▶ Activity
When you repeat the records, keep every word exact and drop each picture.

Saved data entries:
---*---
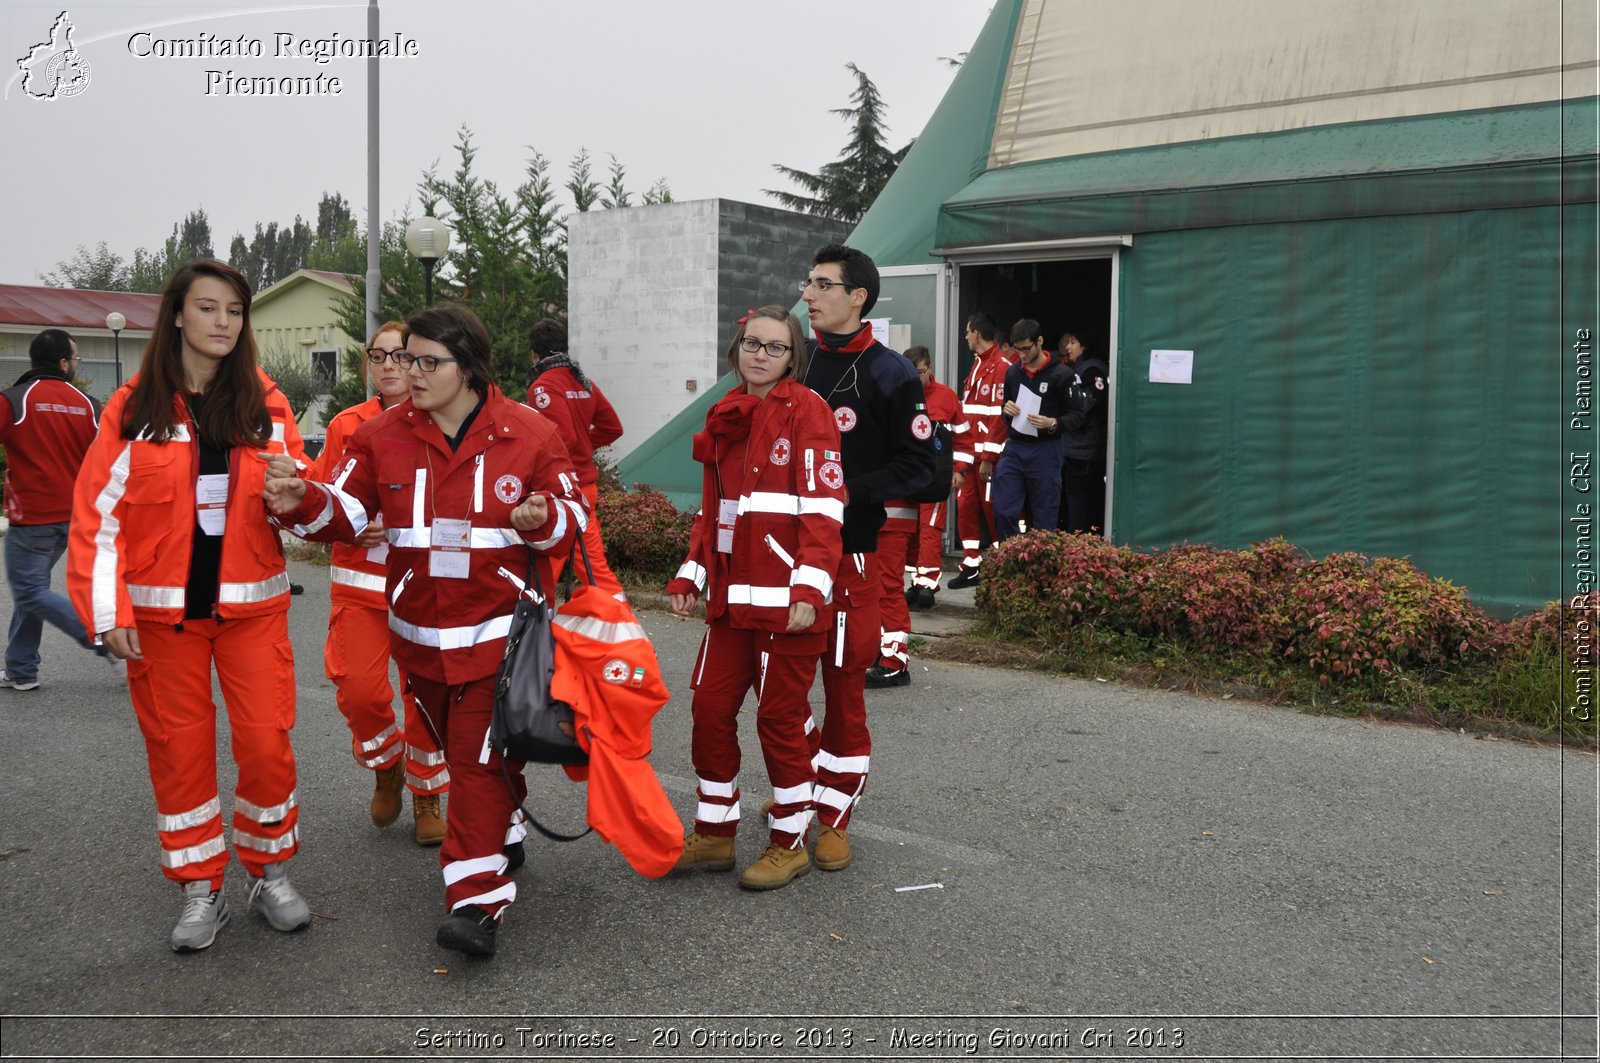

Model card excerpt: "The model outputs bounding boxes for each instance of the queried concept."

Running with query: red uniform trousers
[816,551,878,829]
[913,500,948,592]
[578,483,625,599]
[324,600,449,794]
[128,613,300,889]
[874,527,914,670]
[407,673,528,918]
[955,472,995,575]
[688,619,823,850]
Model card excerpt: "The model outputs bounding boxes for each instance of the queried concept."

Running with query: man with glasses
[991,319,1072,541]
[312,321,449,844]
[0,329,104,691]
[798,244,935,871]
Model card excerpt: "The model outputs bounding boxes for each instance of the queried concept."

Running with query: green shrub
[974,531,1145,638]
[1134,540,1304,654]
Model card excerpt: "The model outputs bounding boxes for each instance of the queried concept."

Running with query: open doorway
[948,253,1117,545]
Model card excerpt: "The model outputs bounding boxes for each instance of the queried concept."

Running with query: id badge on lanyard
[429,517,471,579]
[196,473,229,536]
[716,498,737,554]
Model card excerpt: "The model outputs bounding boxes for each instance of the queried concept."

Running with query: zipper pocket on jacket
[764,534,796,569]
[391,567,414,606]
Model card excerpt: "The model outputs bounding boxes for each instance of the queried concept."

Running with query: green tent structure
[619,0,1598,614]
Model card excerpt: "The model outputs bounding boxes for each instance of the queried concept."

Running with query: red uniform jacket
[667,378,844,634]
[526,364,622,487]
[0,371,101,525]
[314,396,397,607]
[283,386,585,686]
[68,371,308,637]
[883,376,969,532]
[960,346,1015,464]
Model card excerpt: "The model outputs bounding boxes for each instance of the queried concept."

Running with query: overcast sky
[0,1,995,287]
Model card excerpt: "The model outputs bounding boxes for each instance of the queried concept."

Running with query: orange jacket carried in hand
[551,583,682,878]
[68,370,308,637]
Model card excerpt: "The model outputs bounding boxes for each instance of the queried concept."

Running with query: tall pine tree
[766,63,908,223]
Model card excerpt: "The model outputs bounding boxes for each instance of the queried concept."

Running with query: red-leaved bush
[1502,598,1600,666]
[1133,539,1305,654]
[975,532,1146,637]
[595,482,694,578]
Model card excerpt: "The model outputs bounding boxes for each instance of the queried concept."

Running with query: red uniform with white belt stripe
[955,346,1014,576]
[315,397,447,795]
[282,385,585,919]
[665,379,844,850]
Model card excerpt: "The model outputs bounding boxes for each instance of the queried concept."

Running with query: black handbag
[490,556,588,767]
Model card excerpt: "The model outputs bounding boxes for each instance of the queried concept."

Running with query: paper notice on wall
[866,318,890,346]
[1149,349,1194,384]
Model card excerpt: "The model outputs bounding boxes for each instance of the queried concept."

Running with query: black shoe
[436,904,497,956]
[910,588,937,611]
[289,583,305,596]
[947,569,980,590]
[504,839,526,874]
[865,665,911,689]
[903,585,917,605]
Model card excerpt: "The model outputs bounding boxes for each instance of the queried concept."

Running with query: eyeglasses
[739,336,794,358]
[366,348,406,365]
[396,352,459,373]
[799,277,854,295]
[1015,340,1038,354]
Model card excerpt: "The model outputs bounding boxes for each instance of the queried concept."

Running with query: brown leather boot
[738,843,812,890]
[413,792,446,846]
[814,825,852,871]
[673,831,734,872]
[370,761,404,827]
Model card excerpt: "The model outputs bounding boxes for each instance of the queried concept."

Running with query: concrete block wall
[568,199,845,463]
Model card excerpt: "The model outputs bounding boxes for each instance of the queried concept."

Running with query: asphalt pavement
[0,558,1594,1061]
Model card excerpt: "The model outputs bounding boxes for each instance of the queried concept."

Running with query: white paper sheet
[1150,349,1194,384]
[1010,385,1042,436]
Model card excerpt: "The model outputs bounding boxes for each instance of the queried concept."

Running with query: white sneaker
[247,863,311,932]
[0,671,39,691]
[170,881,229,952]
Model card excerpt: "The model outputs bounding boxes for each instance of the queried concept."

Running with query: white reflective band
[333,457,358,491]
[326,484,369,537]
[955,450,975,462]
[270,422,286,443]
[803,714,816,736]
[727,584,791,608]
[792,565,833,598]
[553,612,648,645]
[412,467,426,530]
[816,750,871,775]
[961,539,981,549]
[444,854,503,885]
[739,492,844,523]
[563,497,590,532]
[473,454,485,513]
[391,611,514,650]
[772,810,814,839]
[389,527,523,549]
[331,566,387,594]
[391,568,414,605]
[233,825,300,853]
[128,584,184,609]
[235,790,298,823]
[799,497,845,522]
[455,883,516,910]
[964,403,1002,416]
[219,572,290,605]
[675,561,707,590]
[407,744,448,767]
[696,800,740,824]
[407,769,449,792]
[698,776,738,799]
[813,785,857,813]
[885,506,917,520]
[90,443,134,636]
[772,782,813,805]
[358,724,399,753]
[357,747,394,769]
[289,492,337,536]
[156,796,221,833]
[161,834,226,869]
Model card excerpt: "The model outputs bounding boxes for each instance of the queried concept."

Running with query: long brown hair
[724,305,808,383]
[122,259,268,446]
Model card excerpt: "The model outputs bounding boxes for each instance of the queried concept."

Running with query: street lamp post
[105,312,125,388]
[404,217,452,308]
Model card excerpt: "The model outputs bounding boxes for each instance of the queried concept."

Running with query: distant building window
[311,348,339,389]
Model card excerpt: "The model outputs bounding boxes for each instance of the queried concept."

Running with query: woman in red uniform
[666,306,844,891]
[68,259,313,953]
[265,305,586,957]
[316,322,449,843]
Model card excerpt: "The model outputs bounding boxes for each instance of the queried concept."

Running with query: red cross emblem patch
[819,461,844,490]
[602,658,630,685]
[834,407,858,433]
[770,438,792,465]
[911,413,933,440]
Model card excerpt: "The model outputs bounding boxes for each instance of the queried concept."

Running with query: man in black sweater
[799,244,934,872]
[993,318,1074,539]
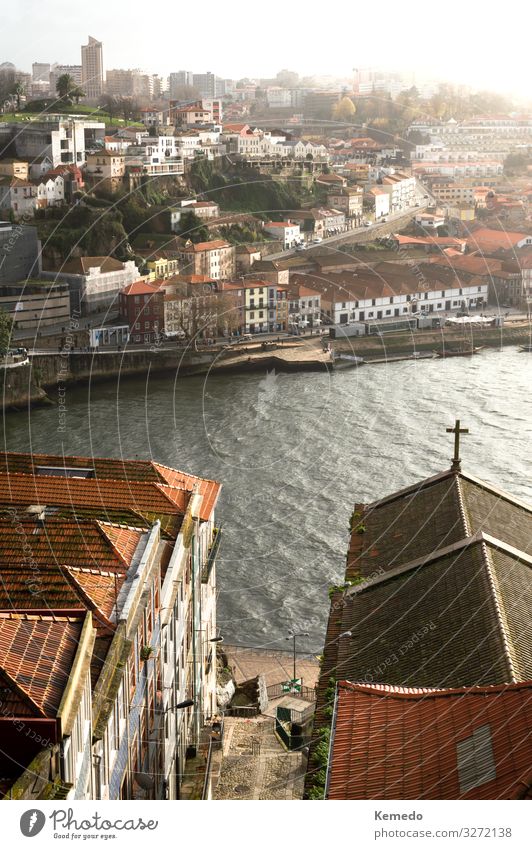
---*---
▶ Exercise result
Model card excerpt: "The model outputs bounding boxes for each instance of the queried concept."

Running with query: red uniform trousers
[816,551,878,829]
[913,500,948,592]
[578,483,625,599]
[324,600,449,794]
[128,613,300,889]
[874,527,914,670]
[407,673,528,918]
[955,472,995,575]
[688,619,823,850]
Model card excerpt: "The model outputs bounding boxes for each instance of the queried concept."

Running with query: man with glasses
[991,319,1072,541]
[312,321,449,844]
[0,329,104,691]
[798,244,935,871]
Model card excerpt: "The model outputs bounding boxes for each instance of the queried concept."

Running with query: green shrub
[974,531,1145,638]
[1134,540,1304,654]
Model card excerpt: "The model outputs bounding boxes for each instance of the queried concept."

Running with query: open doorway
[948,253,1117,545]
Model card excerpt: "The model outputs bounding boxes for each instance of the queried concept."

Running with query: id badge on lanyard
[429,517,471,579]
[196,473,229,536]
[716,498,737,554]
Model card excerpt: "The model outputs bounding boxes for each instance of the queried concept."

Running with query: zipper pocket on jacket
[764,534,796,569]
[391,567,414,606]
Model card excerpt: "The model outputs bounding boxes for each instance of the queried concept."

Running with query: green tent structure
[619,0,1598,614]
Model card excerpt: "The model outputs bounding boxes for each instance of the queried concept."

Running with query: red uniform jacket
[667,378,844,634]
[526,364,622,487]
[0,371,101,525]
[314,396,397,607]
[283,386,585,686]
[68,371,308,637]
[883,376,969,532]
[960,346,1015,464]
Model card excerpt: "The model outputs bounding boxes for each instance of the queried concept."

Running with query: overcast sky
[0,1,995,287]
Model card excerpt: "The model outputs bounding boxes for each instance of the queried concept."

Running with query: orange jacket carried in hand
[551,583,682,878]
[68,370,308,637]
Model card excerpt: "The model outputs bounding boxes for each instance of the queried concept."

Running with query: tall pine tree
[766,63,908,223]
Model card excerpt: "The model outputs bounding boxes for each instance of the queried concept."

Running with query: red-leaved bush
[1502,598,1600,666]
[1133,539,1305,654]
[975,532,1146,637]
[595,482,694,578]
Model card excerpt: "The model outputs bounding boxes for each instance of the queried concept."

Running with query: red uniform with white belt stripe
[955,346,1014,576]
[315,397,447,795]
[282,385,585,919]
[665,379,844,850]
Model card excerpt: "The model outputs bounding boxes for each instance of the queried concept."

Running with query: black handbag
[490,556,588,767]
Model card excerpt: "The model outputs bounding boxes for each instance of the queried concept."

Running with query: paper notice on wall
[866,318,890,346]
[1149,349,1194,384]
Model card excerpt: "The model outputs bounding boxes for each instance of the queried concept."

Running with query: black shoe
[436,904,497,956]
[910,588,937,611]
[289,583,305,596]
[947,569,980,590]
[504,839,526,874]
[865,665,911,689]
[903,585,917,605]
Model card excerpt: "The model outputs bounding boxes for each instance of the queried concept."

Running with query: eyeglasses
[739,336,794,358]
[366,348,406,365]
[396,352,459,373]
[799,277,854,295]
[1015,340,1038,354]
Model card excerpt: "The model outputs bounding boxes for each instance of the queried concept."

Running with query: brown leather boot
[738,843,812,890]
[413,792,446,846]
[814,825,852,871]
[673,831,734,872]
[370,761,404,827]
Model card excerpt: "The model outputs bounding boxes for each instance of the queried concept."

Running with query: concrete block wall
[568,199,845,463]
Model card excerpt: "The model outputs bounding boxes for each instance of the queried concept."

Running with query: asphalt pavement
[0,558,1594,1061]
Model card excerpt: "The model outputs bounding boxes for each instance of the queried concept."

Running with query: white paper sheet
[1150,349,1194,384]
[1010,385,1042,436]
Model card excerpt: "The model outputs bounding boxes for each instance of the queried concept."

Running with query: white sneaker
[247,863,311,932]
[0,671,39,691]
[170,881,229,952]
Model card excerpt: "The model outputs bounding boxes for each instance of the queried concept."

Running with query: white reflective band
[333,457,358,491]
[326,484,369,537]
[955,450,975,462]
[270,422,286,443]
[803,714,816,736]
[727,584,791,608]
[792,565,833,598]
[553,612,648,645]
[412,467,426,530]
[816,750,871,775]
[961,539,981,549]
[444,854,503,885]
[739,492,844,523]
[563,497,590,532]
[473,454,485,513]
[391,611,514,650]
[772,810,814,839]
[389,527,523,549]
[331,566,387,594]
[391,568,414,605]
[233,825,300,853]
[128,584,184,609]
[235,790,298,823]
[799,497,845,522]
[455,883,516,910]
[964,403,1002,416]
[219,572,290,605]
[675,561,707,590]
[407,744,448,767]
[696,800,740,824]
[407,769,449,792]
[698,776,738,799]
[813,785,857,813]
[885,506,917,520]
[90,443,134,636]
[772,782,813,805]
[358,724,399,753]
[357,747,394,769]
[289,492,337,536]
[156,796,221,833]
[161,834,226,869]
Model card excerpt: "The model outputs bounding boxes for each instance of the queried concept."

Running with query: long brown hair
[724,305,808,383]
[122,259,268,446]
Model card excerpt: "The model outputs bounding boxes for each instance of the queried concept."

Running with query: street lamp post
[105,312,125,388]
[404,217,452,308]
Model card excerpt: "The model outputs bounding boxes for each instance of the queried concept."

Running with query: distant building window
[311,348,339,389]
Model card excerpt: "The model outputs bounding boxes for each instance of the queried concept."

Running with query: woman in red uniform
[666,306,844,891]
[68,259,313,953]
[265,305,586,957]
[316,322,449,843]
Model card excerpt: "The model outputs bounding boxes for each instance of the queried concept."

Running with query: red cross emblem patch
[819,461,844,490]
[602,658,630,685]
[834,407,858,433]
[770,438,792,465]
[911,413,933,440]
Model card excerpt: "The model outputs bounding boxes for each instance of the queried concept."

Running with query: man in black sweater
[799,244,934,872]
[993,318,1074,539]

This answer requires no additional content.